**Текст документа:**
◇ ◇ ◇ ◇

Для мастера парадоксов создается парадоксальная ситуация. Все его книги после 1991 года выходят в частных издательствах города Ужгорода. По сути, в небольшом областном центре Украины. Который раньше знали все, потому что там работал замечательный юморист. И про который быстро забыли под напором национальных и экономических проблем. И на целых десять лет имя Феликса Кривина исчезает со страниц газет и журналов России, не говоря уже обо всех остальных бывших республиках.
Последствия разрушения всего и вся не могли пройти бесследно и для семьи Кривиных. Невозможность получить качественное лечение и нужные лекарства вынудила их дочь с мужем покинуть страну. Они уезжают в Израиль. Родители остаются одни.
В 1995-м выходит новая книга ужгородского затворника – «Тюрьма имени свободы». Название сборнику дал входящий в него рассказ. Постоянный обитатель тюрьмы приватизирует сначала свою камеру, потом этаж и всё здание. Передачи перераспределяет – теперь они называются гуманитарной помощью. Строит во дворе несколько домиков свиданий для желающих пар. Став гендиректором заведения, сдает номера для проживания даже иностранцам. Зашедший туда журналист, не имея денег заплатить за выход, в итоге так и остается там и приглашает родственников тоже переселиться к нему, чтобы не мучились на свободе. Картинка, не очень далекая от реальности.

◇ ◇ ◇ ◇

Данные масок сегментации:
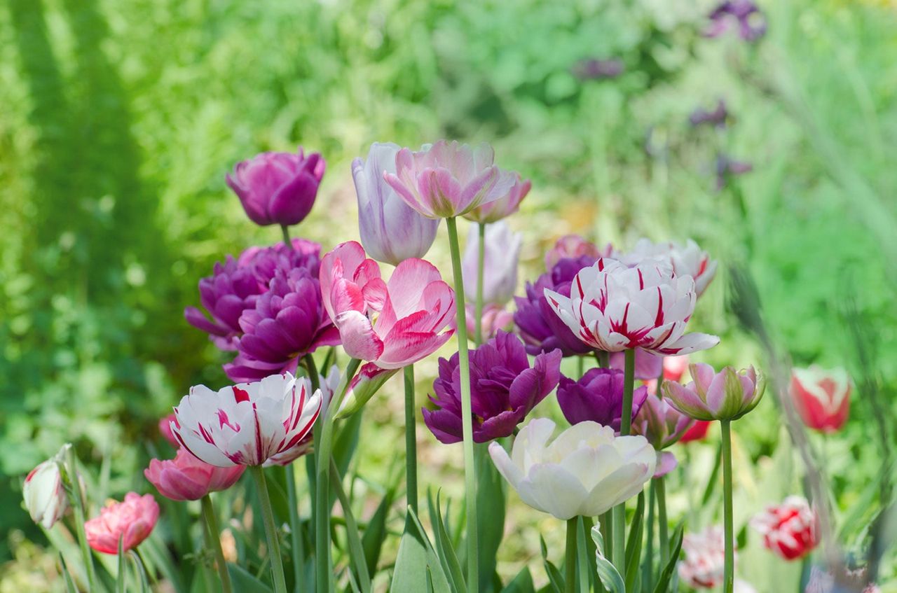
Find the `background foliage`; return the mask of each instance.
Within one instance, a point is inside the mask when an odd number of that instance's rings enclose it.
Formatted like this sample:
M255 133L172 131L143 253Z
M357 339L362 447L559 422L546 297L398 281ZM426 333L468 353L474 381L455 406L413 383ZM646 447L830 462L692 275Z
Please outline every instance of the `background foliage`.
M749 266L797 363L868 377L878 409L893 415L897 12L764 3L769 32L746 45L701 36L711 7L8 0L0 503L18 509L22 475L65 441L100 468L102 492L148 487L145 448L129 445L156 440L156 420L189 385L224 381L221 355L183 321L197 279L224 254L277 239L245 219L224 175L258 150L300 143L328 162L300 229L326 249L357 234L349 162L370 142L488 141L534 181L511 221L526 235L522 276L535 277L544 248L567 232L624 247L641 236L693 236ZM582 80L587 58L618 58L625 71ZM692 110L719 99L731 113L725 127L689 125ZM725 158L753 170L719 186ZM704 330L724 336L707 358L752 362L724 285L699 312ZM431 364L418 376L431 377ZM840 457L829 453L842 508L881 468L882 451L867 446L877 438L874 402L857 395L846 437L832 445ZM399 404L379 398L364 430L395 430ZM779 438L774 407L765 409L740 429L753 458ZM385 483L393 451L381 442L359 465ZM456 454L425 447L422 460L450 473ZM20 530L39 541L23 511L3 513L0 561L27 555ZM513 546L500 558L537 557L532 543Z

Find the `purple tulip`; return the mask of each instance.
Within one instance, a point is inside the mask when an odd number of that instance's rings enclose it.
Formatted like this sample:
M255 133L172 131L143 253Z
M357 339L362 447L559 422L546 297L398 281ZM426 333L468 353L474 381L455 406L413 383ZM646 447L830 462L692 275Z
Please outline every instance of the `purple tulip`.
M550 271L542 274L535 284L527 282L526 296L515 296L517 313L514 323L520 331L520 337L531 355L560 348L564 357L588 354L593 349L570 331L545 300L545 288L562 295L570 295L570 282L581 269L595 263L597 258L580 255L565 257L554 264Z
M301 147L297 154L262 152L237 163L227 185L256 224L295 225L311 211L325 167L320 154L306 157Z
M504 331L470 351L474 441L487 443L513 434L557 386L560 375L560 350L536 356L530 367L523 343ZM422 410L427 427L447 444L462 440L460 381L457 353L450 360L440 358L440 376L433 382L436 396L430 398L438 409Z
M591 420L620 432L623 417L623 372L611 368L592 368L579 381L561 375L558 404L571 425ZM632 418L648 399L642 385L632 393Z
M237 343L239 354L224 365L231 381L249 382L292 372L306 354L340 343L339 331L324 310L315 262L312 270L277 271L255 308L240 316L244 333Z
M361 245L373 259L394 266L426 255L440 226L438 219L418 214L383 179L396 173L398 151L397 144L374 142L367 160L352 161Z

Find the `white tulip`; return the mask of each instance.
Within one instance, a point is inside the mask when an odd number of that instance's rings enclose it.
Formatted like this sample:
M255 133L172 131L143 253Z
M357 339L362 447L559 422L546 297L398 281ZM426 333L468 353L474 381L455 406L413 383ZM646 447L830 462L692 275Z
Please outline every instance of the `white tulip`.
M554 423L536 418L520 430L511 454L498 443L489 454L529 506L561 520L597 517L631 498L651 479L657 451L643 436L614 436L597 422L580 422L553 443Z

◇ ◇ ◇ ◇

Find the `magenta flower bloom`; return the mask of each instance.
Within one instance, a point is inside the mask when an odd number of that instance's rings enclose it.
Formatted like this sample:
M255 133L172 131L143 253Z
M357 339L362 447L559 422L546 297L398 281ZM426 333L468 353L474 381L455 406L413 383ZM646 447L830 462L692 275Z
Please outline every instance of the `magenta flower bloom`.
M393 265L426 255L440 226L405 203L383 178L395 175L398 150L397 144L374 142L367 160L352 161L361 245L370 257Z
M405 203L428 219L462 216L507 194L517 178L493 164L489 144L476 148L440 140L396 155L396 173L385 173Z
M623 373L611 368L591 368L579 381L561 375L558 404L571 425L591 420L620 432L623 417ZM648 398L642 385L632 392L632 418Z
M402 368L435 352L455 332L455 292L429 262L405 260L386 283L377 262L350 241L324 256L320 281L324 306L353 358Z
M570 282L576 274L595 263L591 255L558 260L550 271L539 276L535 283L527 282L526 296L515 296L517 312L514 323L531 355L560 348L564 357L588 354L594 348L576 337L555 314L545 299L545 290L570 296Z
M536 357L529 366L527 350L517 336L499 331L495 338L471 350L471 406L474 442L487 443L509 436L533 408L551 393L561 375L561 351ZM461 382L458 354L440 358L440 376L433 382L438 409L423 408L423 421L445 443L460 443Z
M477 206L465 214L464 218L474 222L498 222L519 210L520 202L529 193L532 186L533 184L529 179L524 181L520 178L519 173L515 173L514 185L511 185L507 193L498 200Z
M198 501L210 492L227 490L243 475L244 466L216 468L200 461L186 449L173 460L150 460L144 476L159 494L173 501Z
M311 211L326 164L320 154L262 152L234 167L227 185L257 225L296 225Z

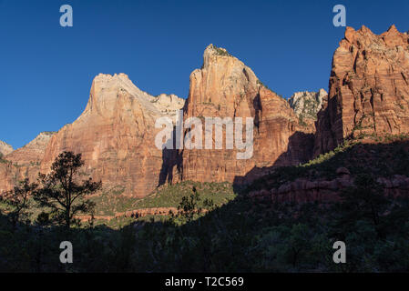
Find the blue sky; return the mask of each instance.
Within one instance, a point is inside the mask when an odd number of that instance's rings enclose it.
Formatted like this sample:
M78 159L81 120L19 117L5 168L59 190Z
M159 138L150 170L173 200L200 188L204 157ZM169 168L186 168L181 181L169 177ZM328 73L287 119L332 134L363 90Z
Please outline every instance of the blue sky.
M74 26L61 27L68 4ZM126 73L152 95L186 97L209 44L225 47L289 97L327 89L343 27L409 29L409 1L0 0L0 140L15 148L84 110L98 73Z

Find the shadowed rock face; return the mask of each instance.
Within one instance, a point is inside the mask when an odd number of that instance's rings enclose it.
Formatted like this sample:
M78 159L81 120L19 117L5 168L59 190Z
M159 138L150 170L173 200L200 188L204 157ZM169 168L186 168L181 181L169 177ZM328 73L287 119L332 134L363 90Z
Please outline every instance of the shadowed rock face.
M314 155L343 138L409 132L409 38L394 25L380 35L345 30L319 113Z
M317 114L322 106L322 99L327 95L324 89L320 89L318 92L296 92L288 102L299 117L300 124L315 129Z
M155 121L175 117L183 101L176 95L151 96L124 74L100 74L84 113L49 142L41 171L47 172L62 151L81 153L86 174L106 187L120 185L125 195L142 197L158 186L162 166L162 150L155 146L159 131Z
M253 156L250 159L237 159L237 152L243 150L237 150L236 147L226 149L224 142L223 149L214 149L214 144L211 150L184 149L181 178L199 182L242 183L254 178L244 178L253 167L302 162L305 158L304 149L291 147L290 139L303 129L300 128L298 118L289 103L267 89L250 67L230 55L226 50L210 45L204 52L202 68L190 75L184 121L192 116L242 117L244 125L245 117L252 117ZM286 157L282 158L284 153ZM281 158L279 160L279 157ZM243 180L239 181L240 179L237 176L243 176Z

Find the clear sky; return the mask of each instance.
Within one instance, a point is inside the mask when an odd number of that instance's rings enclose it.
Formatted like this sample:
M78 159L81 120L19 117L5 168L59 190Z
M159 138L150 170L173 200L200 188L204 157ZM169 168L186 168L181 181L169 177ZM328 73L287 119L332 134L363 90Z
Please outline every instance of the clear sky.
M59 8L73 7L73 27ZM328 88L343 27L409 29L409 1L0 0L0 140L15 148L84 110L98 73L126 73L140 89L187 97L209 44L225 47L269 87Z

◇ ◇ ◇ ◇

**Задача:**
Сможете перепечатать целиком текст о Феликсе Кривине, не изменив в нем ни слова и ни знака?

**Решение задачи:**
Для мастера парадоксов создается парадоксальная ситуация. Все его книги после 1991 года выходят в частных издательствах города Ужгорода. По сути, в небольшом областном центре Украины. Который раньше знали все, потому что там работал замечательный юморист. И про который быстро забыли под напором национальных и экономических проблем. И на целых десять лет имя Феликса Кривина исчезает со страниц газет и журналов России, не говоря уже обо всех остальных бывших республиках.
Последствия разрушения всего и вся не могли пройти бесследно и для семьи Кривиных. Невозможность получить качественное лечение и нужные лекарства вынудила их дочь с мужем покинуть страну. Они уезжают в Израиль. Родители остаются одни.
В 1995-м выходит новая книга ужгородского затворника – «Тюрьма имени свободы». Название сборнику дал входящий в него рассказ. Постоянный обитатель тюрьмы приватизирует сначала свою камеру, потом этаж и всё здание. Передачи перераспределяет – теперь они называются гуманитарной помощью. Строит во дворе несколько домиков свиданий для желающих пар. Став гендиректором заведения, сдает номера для проживания даже иностранцам. Зашедший туда журналист, не имея денег заплатить за выход, в итоге так и остается там и приглашает родственников тоже переселиться к нему, чтобы не мучились на свободе. Картинка, не очень далекая от реальности.